QUOTED TEXT:
----

“I was very good in history.” Thus declared Candidate Trump a few hours before his epochal US presidential election victory. In the wider scheme of things, it was one of Mr Trump’s less offensive claims. Historians will debate whether his campaign demonstrated that he did, in fact, have a good grasp of the history of the Republic (or indeed the world), but our concerns are trivial compared to those of many others whose rights, livelihoods and fundamental values are now under attack.
That said, if the fightback starts here and now, then the “here” for most historians is a space that stands in opposition to the very tenor of Trumpism: the humanities departments of universities. Here we must redouble our efforts to teach and demonstrate by example that the loudest voice is seldom the one with the best answers, that arguments can be fierce without us resorting to personal humiliation, that money and monetization are not—cannot be—the only ways to judge human worth.
In other words, this is a battle over basic societal values. By fostering debate and critical thought in the seminar room, and by discussing with our students issues such as historical rights, identities, conflicts and oppression, historians position themselves on the battle’s frontline. We should welcome and acknowledge that responsibility more explicitly; and we should argue more energetically that the value of humanities departments lies not in their research income but rather in their basic existence as spaces where ideas—including especially our own—will be challenged, not echoed.
“diversity garbage”
We already know the look of one form of challenge: in the wake of Mr Trump’s victory, flyers distributed at Texas State University announced that it was “time to organize tar & feather VIGILANTE SQUADS and go arrest and torture those deviant university leaders spouting off all this diversity garbage.” Doubtless, my own research and teaching would be considered “diversity garbage”: my field is global history with a particular focus on East Asia.
But there would be a more insidious attack that could be made on the work I do. In its worst excesses, global history stands for a celebration of globalization from the nineteenth century onwards, a teleological story of accelerating global integration and ipso facto prosperity. In its milder forms, global history still emphasizes connections—of people, commodities, ideas, germs and environmental transformations—that bind together the histories of often disparate communities, and that do so across the borders of the modern nation-state. We are all global historians now, according to some scholars—implying that the objects of our teaching are also all global.
Except that “we” do not necessarily perceive ourselves as all global now. If Trump’s victory and Brexit teach historians anything, it is that the nation-state as an imagined community is still alive and kicking. Many people do not necessarily feel connected to the outside world (whatever they mean by “outside”), or if they do, the connection is a negative one that takes the form of a lost job or an unfamiliar neighbour. “Connections” can be a useful term of analysis: it can alert historians to the fact that the story of the American Rust Belt is also that of northeast England or small town Japan, or that the fate of the Rust Belt is intimately connected to that of the Pearl River Delta. But it fails in helping us understand the emotional register of how people feel.

----

SUPPLIED DATA:
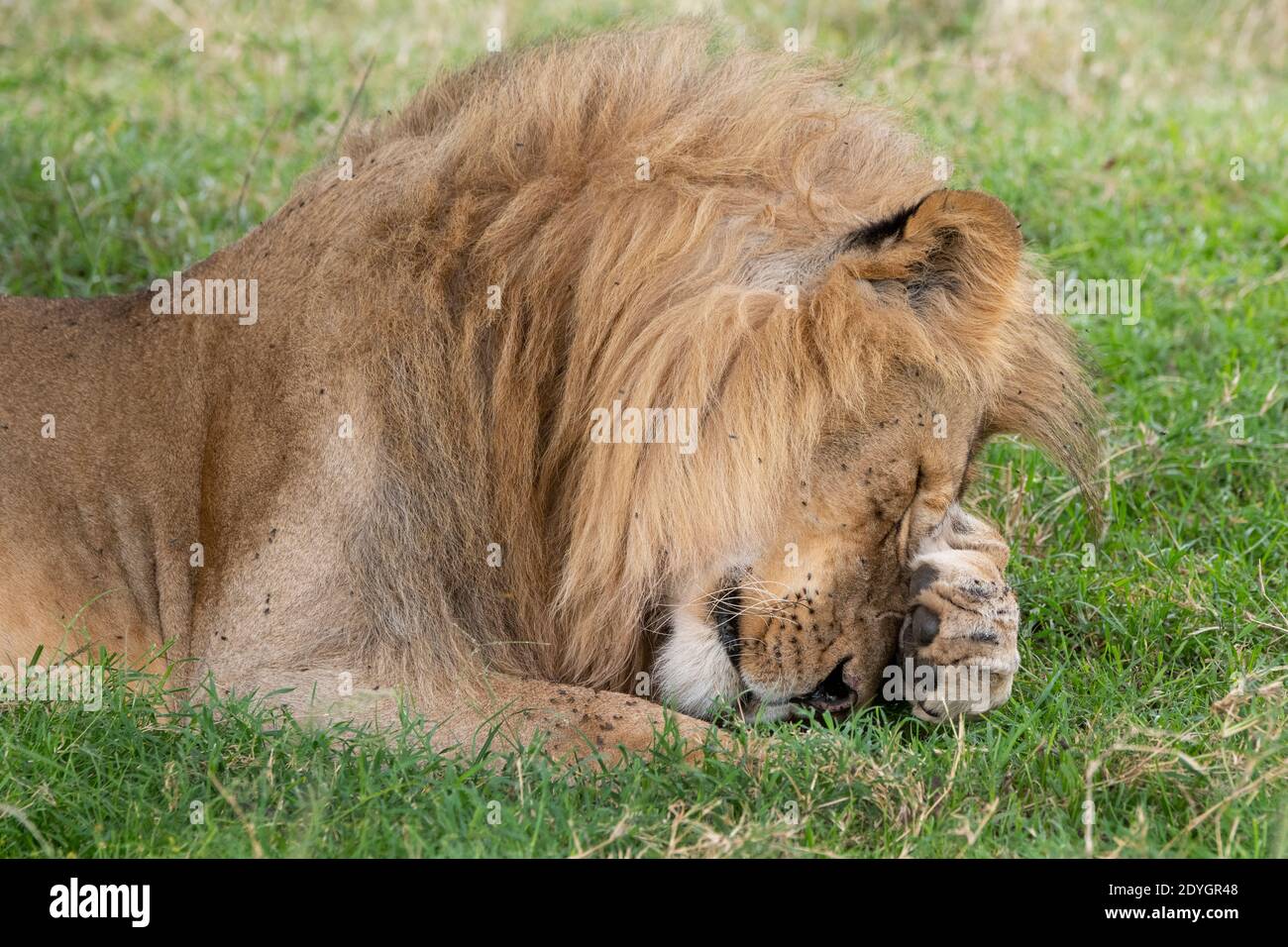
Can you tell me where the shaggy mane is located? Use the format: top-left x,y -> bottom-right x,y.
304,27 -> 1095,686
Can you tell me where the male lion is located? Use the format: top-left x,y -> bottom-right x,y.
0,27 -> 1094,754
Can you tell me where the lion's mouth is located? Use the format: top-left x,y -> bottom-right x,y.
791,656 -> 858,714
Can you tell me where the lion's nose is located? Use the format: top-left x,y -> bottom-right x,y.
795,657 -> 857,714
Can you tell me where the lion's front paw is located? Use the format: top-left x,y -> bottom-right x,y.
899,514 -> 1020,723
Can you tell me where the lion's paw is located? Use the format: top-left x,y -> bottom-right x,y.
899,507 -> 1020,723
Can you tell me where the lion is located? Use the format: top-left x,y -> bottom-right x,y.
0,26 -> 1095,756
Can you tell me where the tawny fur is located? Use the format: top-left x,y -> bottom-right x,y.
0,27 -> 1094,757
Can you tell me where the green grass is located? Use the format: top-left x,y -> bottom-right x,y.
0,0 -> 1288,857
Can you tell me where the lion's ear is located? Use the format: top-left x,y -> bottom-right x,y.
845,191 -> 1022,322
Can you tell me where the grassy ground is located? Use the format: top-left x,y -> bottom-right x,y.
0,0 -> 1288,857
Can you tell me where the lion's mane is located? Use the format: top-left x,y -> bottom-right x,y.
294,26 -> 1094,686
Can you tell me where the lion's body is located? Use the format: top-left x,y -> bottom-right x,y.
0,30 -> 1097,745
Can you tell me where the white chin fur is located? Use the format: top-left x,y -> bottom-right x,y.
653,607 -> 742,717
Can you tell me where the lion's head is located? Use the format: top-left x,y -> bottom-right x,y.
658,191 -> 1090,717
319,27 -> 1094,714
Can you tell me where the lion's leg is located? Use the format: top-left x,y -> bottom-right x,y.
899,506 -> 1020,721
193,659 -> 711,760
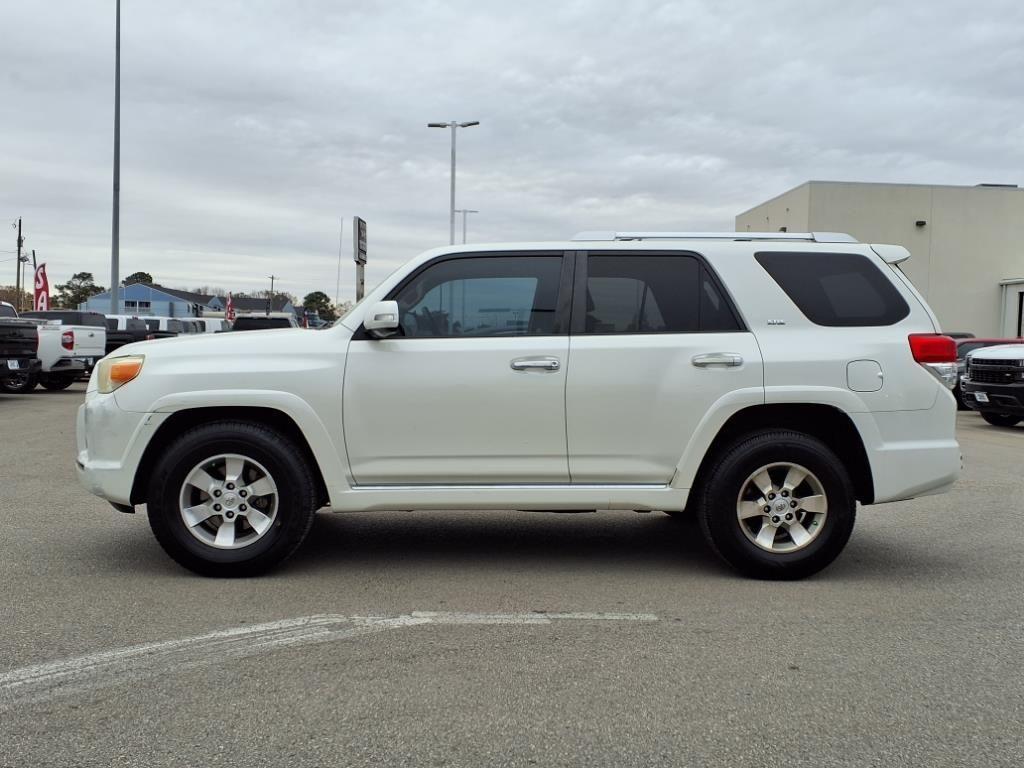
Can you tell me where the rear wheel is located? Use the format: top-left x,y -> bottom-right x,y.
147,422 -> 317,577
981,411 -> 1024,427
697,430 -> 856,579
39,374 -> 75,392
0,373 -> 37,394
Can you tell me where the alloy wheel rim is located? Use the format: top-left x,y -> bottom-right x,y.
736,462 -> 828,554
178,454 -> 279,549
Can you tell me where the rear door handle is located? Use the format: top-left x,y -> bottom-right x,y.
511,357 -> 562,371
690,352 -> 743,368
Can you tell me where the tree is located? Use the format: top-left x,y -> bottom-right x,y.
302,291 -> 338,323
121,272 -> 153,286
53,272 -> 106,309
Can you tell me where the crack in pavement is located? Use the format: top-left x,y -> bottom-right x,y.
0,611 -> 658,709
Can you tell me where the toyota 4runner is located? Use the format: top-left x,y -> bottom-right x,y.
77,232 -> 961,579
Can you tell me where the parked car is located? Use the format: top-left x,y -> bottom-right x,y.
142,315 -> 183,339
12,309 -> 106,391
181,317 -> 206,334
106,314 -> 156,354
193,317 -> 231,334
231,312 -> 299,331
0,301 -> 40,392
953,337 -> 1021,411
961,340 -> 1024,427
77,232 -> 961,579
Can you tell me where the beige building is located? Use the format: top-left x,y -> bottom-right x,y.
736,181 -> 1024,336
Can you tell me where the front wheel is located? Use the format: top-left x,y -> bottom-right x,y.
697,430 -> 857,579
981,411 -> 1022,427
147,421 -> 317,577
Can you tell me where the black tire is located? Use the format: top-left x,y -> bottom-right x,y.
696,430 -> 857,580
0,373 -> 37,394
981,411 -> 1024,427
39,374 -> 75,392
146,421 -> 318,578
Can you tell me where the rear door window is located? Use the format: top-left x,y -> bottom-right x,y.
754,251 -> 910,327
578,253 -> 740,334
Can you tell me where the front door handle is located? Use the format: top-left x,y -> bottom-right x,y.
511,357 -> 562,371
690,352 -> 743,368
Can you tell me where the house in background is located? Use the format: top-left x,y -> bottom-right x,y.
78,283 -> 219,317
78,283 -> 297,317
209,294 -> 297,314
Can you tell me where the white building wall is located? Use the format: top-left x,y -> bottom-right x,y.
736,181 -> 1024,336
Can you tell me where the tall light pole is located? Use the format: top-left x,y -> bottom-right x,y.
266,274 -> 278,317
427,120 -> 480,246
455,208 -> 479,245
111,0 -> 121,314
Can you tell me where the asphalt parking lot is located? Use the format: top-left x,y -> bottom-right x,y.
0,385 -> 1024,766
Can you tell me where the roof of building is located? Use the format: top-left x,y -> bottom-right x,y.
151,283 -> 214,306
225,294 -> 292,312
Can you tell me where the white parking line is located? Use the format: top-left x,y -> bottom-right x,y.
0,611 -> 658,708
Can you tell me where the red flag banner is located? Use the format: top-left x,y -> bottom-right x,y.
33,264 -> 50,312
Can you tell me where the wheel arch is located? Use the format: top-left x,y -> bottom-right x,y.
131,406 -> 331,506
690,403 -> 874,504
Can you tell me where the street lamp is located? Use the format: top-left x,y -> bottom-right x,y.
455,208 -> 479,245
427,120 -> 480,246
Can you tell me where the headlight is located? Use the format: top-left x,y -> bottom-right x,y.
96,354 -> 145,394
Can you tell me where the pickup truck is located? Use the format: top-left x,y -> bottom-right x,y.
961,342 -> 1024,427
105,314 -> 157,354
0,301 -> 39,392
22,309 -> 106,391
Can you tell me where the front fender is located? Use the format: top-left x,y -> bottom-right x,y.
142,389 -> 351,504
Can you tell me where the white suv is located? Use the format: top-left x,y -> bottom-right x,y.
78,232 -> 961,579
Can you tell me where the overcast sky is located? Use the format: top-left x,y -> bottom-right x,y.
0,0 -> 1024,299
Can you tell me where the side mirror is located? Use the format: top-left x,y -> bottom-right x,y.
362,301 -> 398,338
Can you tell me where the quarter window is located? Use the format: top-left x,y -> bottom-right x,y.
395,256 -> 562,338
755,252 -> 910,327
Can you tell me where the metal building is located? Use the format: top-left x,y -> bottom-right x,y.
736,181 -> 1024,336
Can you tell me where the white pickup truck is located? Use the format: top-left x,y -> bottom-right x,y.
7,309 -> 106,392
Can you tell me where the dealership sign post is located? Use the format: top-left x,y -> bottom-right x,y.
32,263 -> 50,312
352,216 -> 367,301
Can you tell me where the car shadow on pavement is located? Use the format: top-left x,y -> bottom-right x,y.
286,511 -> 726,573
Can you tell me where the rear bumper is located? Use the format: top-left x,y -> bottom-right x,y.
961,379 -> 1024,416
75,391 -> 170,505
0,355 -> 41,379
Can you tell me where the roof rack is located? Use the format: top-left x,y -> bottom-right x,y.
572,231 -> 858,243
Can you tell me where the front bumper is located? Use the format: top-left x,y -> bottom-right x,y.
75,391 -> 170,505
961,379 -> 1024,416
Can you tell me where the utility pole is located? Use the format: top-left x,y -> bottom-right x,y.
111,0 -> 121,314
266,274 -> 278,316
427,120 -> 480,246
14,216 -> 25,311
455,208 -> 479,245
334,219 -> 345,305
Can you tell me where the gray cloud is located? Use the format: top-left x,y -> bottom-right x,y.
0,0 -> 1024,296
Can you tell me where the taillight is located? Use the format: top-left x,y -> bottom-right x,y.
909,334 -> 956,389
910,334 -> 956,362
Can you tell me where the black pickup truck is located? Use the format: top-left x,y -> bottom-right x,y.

----

DIRECTIVES:
- A) Shift every coordinate in the records by adding 66 to it. Write out everything in the records from the line containing "Can you tell me where the rear bumper" down to the end of the records, with the requests included.
- B) Continue the essay on historians and Trump's victory from the point where it stops.
The essay and the records are unrelated to each other.

OUTPUTS FOR THE TASKS:
- A)
Can you tell me where the rear bumper is located? Use the format: top-left x,y -> bottom-right x,y.
1027,445 -> 1090,482
141,457 -> 236,571
66,421 -> 107,445
Can you tell me where the roof rack is located? Use the format: top-left x,y -> bottom-right x,y.
638,297 -> 924,309
Can you tell me where the front bumper is located? Use the format: top-left x,y -> bottom-right x,y.
141,457 -> 236,571
1027,445 -> 1090,482
Can you tell me where the utility pole is located? Use the format: top-left x,y -> bottom-right x,y.
177,66 -> 187,380
332,340 -> 344,382
493,186 -> 546,312
80,282 -> 91,377
521,274 -> 545,311
400,285 -> 411,371
Can you tell me where the gray cloud is located? Use the format: top-left x,y -> bottom-right x,y.
66,66 -> 1090,362
Can you tell me where the taillight is located? Use the format: top-left x,y -> bottom-right x,y.
975,400 -> 1022,455
976,400 -> 1022,428
Can you tell me where the black pickup truck is located? Use the format: top-left x,y -> bottom-right x,y.

- B)
The challenges of global history
This gap—between the language of the analysts and of those being analysed—was the topic of “The Unconnected”, a long article that appeared in The New Yorker one week before the US Presidential Election. In it, George Packer describes the phenomenon by which Democratic Party policy-makers in the 1990s focused on poverty relief either in Africa and Latin America or in the American inner cities: “poverty was foreign or it was black”. The struggling communities of the Rust Belt were thereby overlooked: this was “flyover country” (a term that also captures the concentration of Democratic support on the East and West coasts).
It’s only a short distance from “flyover country” to “flyover history”: that is, the accusation that global history prefers to focus on metaphorical (and often literal) coasts at the expense of the metaphorical heartlands. According to this charge, global history interests itself with the stories of people who migrate, not those who stay behind. In this way, its intellectual interests inadvertently (or deliberately, so the attack would have it) follow patterns of outsourcing, in which the voices of the subaltern overseas are given greater expression than those of the subaltern at home.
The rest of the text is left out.